>> Start Page excerpt

# Lab2.1: Words, concepts, semantic relations in Wordnet-NLTK

Copyright: Vrije Universiteit Amsterdam, Faculty of Humanities, CLTL

In this notebook, you are going to work with the famous wordnet databases as they have been incorporated in the NLTK package.
Detailed information how to access and use wordnet can be found here: http://www.nltk.org/howto/wordnet.html

Study the documentation and make yourself familiar with the different commands. Some of them are repeated below.


In [1]:
from nltk.corpus import wordnet as wn

Look up a word using the "wn.synsets()" function. This will give you a list of synsets in which the lookup string is matched with a lemma (synonym).

In [2]:
all_dog_synsets = wn.synsets('dog')

>> End Page excerpt

Please summarize the Wordnet-NLTK lab notebook above in two sentences.

>> Start Extracted material

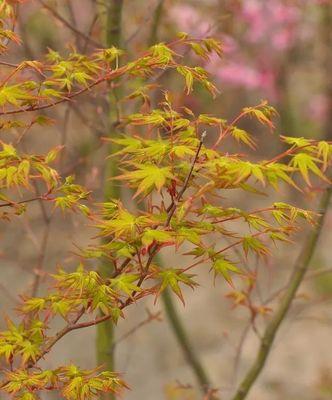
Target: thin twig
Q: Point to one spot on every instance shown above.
(300, 268)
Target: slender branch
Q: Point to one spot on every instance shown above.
(156, 23)
(300, 268)
(105, 331)
(183, 339)
(112, 75)
(56, 15)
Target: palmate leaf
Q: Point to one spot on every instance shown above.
(153, 235)
(147, 177)
(241, 135)
(251, 243)
(307, 163)
(222, 266)
(125, 283)
(171, 278)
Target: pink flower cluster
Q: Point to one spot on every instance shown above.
(274, 21)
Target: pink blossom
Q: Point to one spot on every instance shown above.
(189, 20)
(318, 107)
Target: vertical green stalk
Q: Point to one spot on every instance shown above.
(299, 270)
(184, 341)
(155, 23)
(167, 297)
(105, 331)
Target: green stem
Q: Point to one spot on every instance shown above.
(184, 342)
(155, 23)
(105, 330)
(171, 312)
(299, 270)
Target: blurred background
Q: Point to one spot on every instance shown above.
(278, 50)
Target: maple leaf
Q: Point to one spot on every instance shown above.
(171, 278)
(221, 266)
(148, 177)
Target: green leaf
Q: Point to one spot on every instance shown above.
(221, 266)
(171, 278)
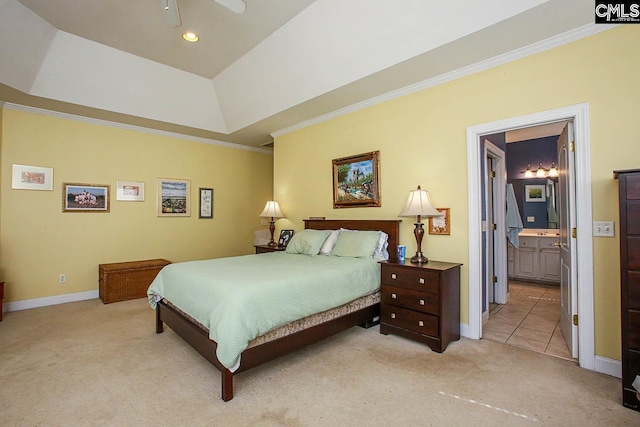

>> End Extracted material

*Expected answer*.
The notebook has you work with the wordnet databases as they are incorporated in the NLTK package, and it asks you to study the documentation at http://www.nltk.org/howto/wordnet.html and become familiar with its commands. It then imports wordnet from nltk.corpus as wn and looks up the word 'dog' with the "wn.synsets()" function, which returns a list of synsets in which the lookup string matches a lemma (synonym).